Exercise details
Rewrite the lines of the material from the line with "Objective: one point per instance of the pink" through the last line, changing "green leaf" to "yellow leaf" and keeping everything else the same.

Object location labeling data
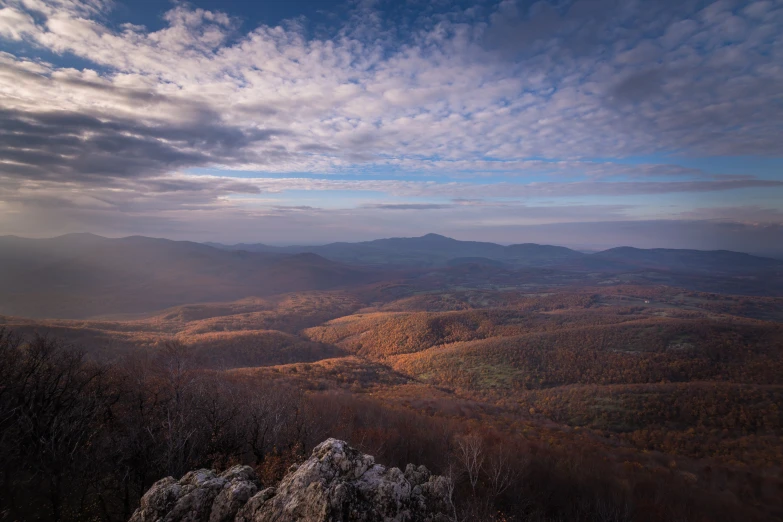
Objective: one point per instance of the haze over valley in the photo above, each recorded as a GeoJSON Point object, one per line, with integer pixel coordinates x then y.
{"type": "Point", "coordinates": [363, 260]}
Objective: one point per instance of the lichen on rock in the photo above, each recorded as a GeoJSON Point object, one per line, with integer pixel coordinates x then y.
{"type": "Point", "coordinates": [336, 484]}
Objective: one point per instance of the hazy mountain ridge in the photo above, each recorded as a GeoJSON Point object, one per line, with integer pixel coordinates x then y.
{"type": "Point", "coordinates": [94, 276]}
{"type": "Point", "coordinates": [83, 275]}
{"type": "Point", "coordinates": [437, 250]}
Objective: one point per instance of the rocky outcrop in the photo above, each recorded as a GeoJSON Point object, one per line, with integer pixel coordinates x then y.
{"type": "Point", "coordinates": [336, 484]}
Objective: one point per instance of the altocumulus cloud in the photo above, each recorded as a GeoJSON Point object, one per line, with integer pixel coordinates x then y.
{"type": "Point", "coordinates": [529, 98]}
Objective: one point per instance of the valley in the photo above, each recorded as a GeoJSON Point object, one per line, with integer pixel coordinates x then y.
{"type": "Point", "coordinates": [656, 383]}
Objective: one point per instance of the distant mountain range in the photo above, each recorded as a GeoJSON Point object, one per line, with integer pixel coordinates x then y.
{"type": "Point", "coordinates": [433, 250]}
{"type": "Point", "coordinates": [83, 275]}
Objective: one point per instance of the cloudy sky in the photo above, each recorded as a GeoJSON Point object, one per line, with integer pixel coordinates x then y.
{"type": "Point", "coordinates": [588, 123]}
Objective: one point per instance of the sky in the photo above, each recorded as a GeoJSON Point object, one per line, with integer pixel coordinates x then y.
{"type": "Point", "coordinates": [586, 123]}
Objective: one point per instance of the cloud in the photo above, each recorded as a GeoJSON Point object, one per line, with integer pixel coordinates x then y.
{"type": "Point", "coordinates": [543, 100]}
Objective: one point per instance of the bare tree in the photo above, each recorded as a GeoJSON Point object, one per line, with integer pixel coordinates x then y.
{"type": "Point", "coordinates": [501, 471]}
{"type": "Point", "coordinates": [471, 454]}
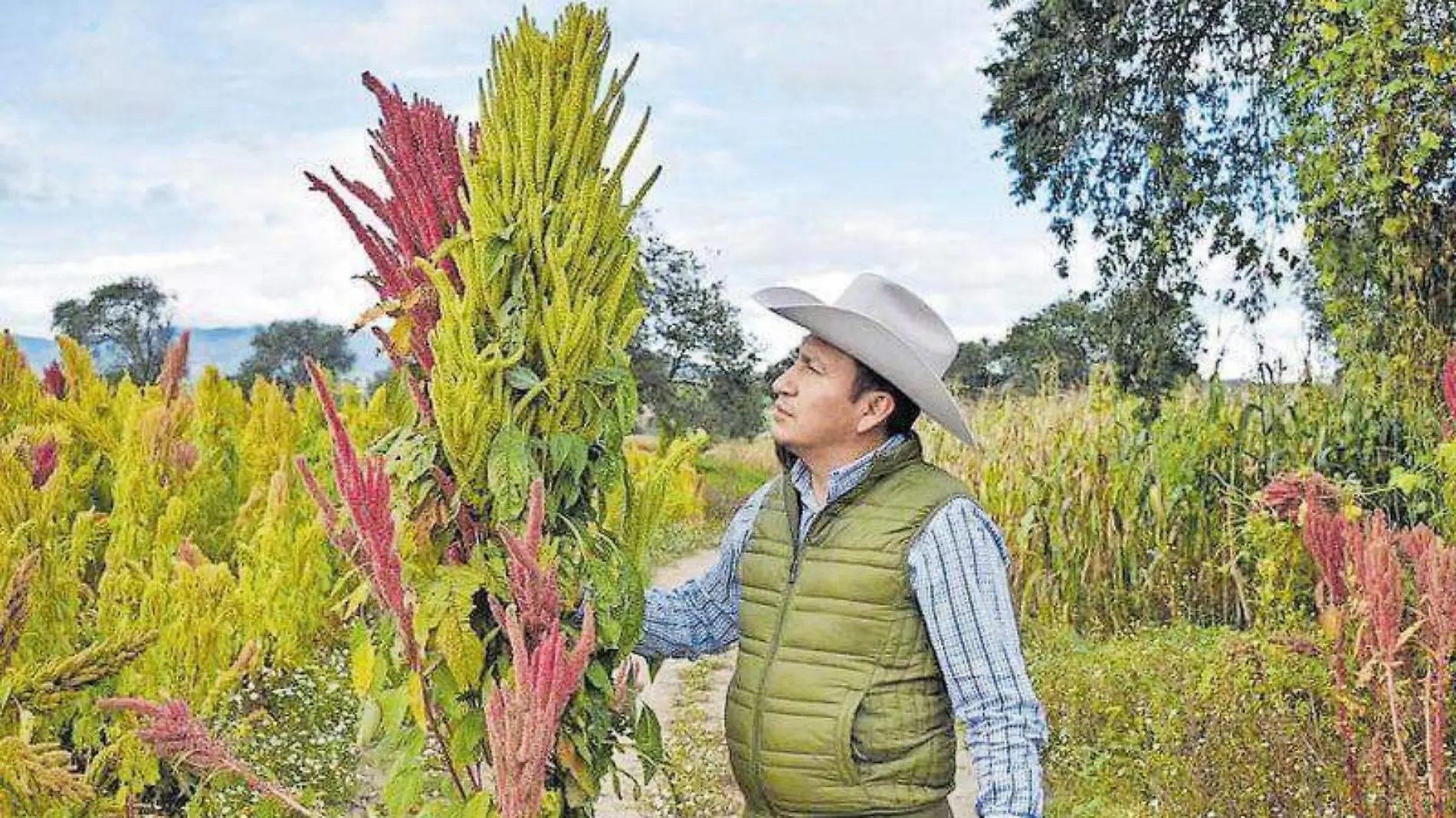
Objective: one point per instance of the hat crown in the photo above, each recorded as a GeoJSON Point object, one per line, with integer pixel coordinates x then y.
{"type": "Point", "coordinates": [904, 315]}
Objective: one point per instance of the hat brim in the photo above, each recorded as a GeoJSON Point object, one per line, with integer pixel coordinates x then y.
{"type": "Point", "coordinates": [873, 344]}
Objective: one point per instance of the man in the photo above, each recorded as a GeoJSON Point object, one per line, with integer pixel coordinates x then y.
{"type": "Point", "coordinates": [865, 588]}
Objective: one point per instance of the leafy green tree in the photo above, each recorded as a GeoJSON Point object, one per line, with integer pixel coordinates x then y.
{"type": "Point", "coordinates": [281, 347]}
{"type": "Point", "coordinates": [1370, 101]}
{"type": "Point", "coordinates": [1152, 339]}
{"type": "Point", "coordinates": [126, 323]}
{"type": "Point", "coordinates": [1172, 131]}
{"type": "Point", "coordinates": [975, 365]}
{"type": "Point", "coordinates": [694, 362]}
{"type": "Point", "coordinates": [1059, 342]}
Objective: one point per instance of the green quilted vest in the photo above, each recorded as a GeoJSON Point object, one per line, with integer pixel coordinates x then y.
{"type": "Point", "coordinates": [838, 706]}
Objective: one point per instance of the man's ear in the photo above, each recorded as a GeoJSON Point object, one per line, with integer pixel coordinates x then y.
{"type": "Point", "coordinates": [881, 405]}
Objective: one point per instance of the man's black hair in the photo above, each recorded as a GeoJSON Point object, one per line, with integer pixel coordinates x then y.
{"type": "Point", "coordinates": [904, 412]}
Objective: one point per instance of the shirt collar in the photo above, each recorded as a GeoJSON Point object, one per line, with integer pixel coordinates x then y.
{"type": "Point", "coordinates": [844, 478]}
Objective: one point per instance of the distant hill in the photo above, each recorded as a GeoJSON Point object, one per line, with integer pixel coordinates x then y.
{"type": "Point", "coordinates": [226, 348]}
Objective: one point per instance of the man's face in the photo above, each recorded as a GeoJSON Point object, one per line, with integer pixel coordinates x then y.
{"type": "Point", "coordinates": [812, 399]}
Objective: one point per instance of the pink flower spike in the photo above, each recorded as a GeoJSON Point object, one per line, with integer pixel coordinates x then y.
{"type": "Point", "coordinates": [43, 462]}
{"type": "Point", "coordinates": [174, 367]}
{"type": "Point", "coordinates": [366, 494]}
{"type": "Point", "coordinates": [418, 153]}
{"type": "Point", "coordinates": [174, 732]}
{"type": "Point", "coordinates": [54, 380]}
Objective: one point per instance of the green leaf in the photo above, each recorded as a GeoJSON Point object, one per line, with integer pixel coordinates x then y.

Exercise result
Objective: one point per instance of the pink flower spike in the photo above, each recorded as a GeoJSON Point object, one per line, with integer pixel coordinates x then y.
{"type": "Point", "coordinates": [43, 462]}
{"type": "Point", "coordinates": [174, 367]}
{"type": "Point", "coordinates": [366, 494]}
{"type": "Point", "coordinates": [418, 153]}
{"type": "Point", "coordinates": [174, 732]}
{"type": "Point", "coordinates": [54, 380]}
Objective: one point per instance of the yellow leaf in the photo above, each recorded as a GeoJSON Point object, one per line, with integer pixel coordinates x then y.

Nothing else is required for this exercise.